* Problem details:
Convert the listing, from the line containing "Target phrase = hanging light bulb" through the end, inclusive, into a numbered list with one line per item and no blank lines.

* Data records:
════════

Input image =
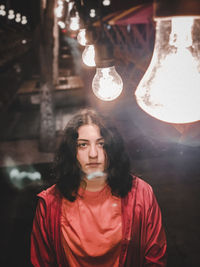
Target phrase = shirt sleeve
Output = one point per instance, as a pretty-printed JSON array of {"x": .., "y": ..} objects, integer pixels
[
  {"x": 42, "y": 252},
  {"x": 155, "y": 249}
]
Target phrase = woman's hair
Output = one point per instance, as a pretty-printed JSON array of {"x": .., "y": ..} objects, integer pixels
[{"x": 68, "y": 170}]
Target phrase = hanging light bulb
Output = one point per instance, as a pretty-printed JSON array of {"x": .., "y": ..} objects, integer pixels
[
  {"x": 89, "y": 55},
  {"x": 107, "y": 85},
  {"x": 170, "y": 88},
  {"x": 74, "y": 23},
  {"x": 106, "y": 2},
  {"x": 81, "y": 37}
]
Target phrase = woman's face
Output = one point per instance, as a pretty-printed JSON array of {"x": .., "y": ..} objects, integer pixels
[{"x": 90, "y": 149}]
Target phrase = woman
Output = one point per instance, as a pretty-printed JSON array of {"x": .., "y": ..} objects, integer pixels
[{"x": 97, "y": 214}]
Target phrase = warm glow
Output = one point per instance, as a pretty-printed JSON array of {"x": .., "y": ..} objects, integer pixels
[
  {"x": 59, "y": 9},
  {"x": 2, "y": 10},
  {"x": 92, "y": 13},
  {"x": 106, "y": 2},
  {"x": 81, "y": 38},
  {"x": 107, "y": 84},
  {"x": 11, "y": 14},
  {"x": 170, "y": 89},
  {"x": 74, "y": 23},
  {"x": 24, "y": 20},
  {"x": 61, "y": 24},
  {"x": 18, "y": 17},
  {"x": 88, "y": 56}
]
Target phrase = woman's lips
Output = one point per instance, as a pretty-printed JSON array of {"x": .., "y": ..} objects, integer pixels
[{"x": 93, "y": 164}]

════════

* Solution below:
1. Target phrase = hanging light bulb
2. Output = one point per instance, as a pretty-printed JSON array of {"x": .., "y": ..} objects, integer pixels
3. [
4.   {"x": 89, "y": 55},
5.   {"x": 107, "y": 85},
6.   {"x": 170, "y": 88},
7.   {"x": 74, "y": 23},
8.   {"x": 106, "y": 2},
9.   {"x": 81, "y": 37}
10. ]
11. Target phrase = woman's face
12. Output = one point per instance, as a pretty-printed JSON array of {"x": .., "y": ..} objects, integer pixels
13. [{"x": 90, "y": 149}]
14. Target phrase = woman
15. Output = one point per instance, as a pretty-printed JSON array of {"x": .., "y": ..} objects, integer pixels
16. [{"x": 97, "y": 214}]
17. Target phrase = warm glow
18. Output = one point per instance, as a pretty-printed JSON array of {"x": .., "y": ..} objects, integer pixels
19. [
20.   {"x": 59, "y": 9},
21.   {"x": 2, "y": 10},
22.   {"x": 92, "y": 13},
23.   {"x": 106, "y": 2},
24.   {"x": 81, "y": 38},
25.   {"x": 107, "y": 84},
26.   {"x": 11, "y": 14},
27.   {"x": 170, "y": 89},
28.   {"x": 74, "y": 23},
29.   {"x": 24, "y": 20},
30.   {"x": 61, "y": 24},
31.   {"x": 18, "y": 17},
32.   {"x": 88, "y": 56}
33. ]
34. Target phrase = woman's lips
35. Output = one point per instance, as a pretty-printed JSON array of {"x": .., "y": ..} objects, integer pixels
36. [{"x": 93, "y": 164}]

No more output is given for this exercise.